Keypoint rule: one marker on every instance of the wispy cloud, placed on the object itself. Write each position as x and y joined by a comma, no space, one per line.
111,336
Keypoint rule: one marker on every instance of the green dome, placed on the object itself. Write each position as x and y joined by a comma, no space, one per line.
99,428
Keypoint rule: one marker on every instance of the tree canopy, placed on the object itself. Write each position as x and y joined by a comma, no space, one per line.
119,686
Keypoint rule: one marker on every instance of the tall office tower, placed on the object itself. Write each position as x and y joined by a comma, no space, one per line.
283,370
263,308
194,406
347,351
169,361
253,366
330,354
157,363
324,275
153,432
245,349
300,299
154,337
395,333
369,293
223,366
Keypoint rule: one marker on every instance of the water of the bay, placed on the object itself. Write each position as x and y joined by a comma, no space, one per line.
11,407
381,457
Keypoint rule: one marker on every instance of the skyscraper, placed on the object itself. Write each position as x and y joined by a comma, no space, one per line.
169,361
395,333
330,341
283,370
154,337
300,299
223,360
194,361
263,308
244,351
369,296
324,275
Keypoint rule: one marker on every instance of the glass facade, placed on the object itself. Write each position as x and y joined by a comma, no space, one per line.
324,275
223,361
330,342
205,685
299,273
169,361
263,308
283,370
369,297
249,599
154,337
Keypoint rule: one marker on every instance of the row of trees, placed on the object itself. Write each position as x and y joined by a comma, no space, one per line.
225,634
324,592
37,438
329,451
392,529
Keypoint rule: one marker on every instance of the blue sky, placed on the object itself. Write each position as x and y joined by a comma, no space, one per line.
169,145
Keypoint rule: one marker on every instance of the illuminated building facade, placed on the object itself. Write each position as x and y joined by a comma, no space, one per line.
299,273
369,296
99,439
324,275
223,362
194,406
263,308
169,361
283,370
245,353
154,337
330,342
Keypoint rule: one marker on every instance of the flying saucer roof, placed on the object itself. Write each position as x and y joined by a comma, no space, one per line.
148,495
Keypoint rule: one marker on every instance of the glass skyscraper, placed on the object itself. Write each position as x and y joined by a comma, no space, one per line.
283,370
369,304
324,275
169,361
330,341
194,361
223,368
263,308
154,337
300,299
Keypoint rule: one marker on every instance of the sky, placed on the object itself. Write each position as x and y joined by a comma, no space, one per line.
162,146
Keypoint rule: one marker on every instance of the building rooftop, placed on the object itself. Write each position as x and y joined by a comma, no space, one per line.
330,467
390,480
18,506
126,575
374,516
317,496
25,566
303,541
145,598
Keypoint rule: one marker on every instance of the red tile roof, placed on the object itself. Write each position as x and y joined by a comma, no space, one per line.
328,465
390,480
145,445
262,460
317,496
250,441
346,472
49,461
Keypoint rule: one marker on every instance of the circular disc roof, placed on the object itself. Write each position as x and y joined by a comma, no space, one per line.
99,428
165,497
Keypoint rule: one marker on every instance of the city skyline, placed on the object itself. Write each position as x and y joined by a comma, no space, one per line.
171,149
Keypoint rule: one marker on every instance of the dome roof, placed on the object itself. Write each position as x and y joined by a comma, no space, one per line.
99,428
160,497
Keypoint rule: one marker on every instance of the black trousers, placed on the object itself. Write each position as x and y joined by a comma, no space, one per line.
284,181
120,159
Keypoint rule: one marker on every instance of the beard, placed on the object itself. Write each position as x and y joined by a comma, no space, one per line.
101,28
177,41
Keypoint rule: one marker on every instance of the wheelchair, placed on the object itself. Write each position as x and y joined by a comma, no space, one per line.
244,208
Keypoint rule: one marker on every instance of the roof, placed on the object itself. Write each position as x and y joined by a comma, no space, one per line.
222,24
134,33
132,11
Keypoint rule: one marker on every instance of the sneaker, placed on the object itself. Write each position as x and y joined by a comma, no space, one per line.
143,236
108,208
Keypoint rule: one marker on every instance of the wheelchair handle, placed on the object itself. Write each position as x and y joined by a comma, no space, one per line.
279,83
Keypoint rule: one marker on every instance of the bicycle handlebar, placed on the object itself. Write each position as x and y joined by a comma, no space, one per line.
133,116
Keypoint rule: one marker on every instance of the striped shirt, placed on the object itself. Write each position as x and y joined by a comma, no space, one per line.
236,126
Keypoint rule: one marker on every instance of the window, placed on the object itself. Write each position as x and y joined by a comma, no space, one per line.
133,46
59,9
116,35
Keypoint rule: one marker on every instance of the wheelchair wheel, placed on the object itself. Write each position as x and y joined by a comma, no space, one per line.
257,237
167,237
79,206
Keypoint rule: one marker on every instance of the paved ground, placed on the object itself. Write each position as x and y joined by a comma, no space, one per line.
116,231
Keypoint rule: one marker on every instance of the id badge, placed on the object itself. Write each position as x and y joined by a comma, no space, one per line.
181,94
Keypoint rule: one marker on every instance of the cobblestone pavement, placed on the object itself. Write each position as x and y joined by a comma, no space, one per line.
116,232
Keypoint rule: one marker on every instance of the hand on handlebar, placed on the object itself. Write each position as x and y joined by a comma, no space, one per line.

## WRITTEN INSTRUCTION
Exact repetition is required for the lines from the one that contains "wheelchair wheel, placed" through the final line; leave out everything else.

## EXPECTED OUTPUT
Keypoint rule: one marker on every instance of the wheelchair wheel, placed on the object itself. Write each position as x and y joined by a comma, no space, one per line.
257,237
167,237
79,206
Keypoint rule: one marker on every instance of the paved ground, placed on the object itself. Write each position as x and y joined by a comma, no space, one per line.
116,231
Keypoint rule: one marker on every instance of the id badge, placed on the object itself. Write each position as x and y joined by a comma, no space, one per line.
181,94
Keypoint rule: one marker on every instance of the cobblestone pavement, placed on the object itself. Write each position as x and y joined by a comma, no space, one per line.
116,232
Keypoint rule: one marker on every instance of the hand on handlebar, placed on the object itself. Write each position as x and y joined by a comma, no space, one per line.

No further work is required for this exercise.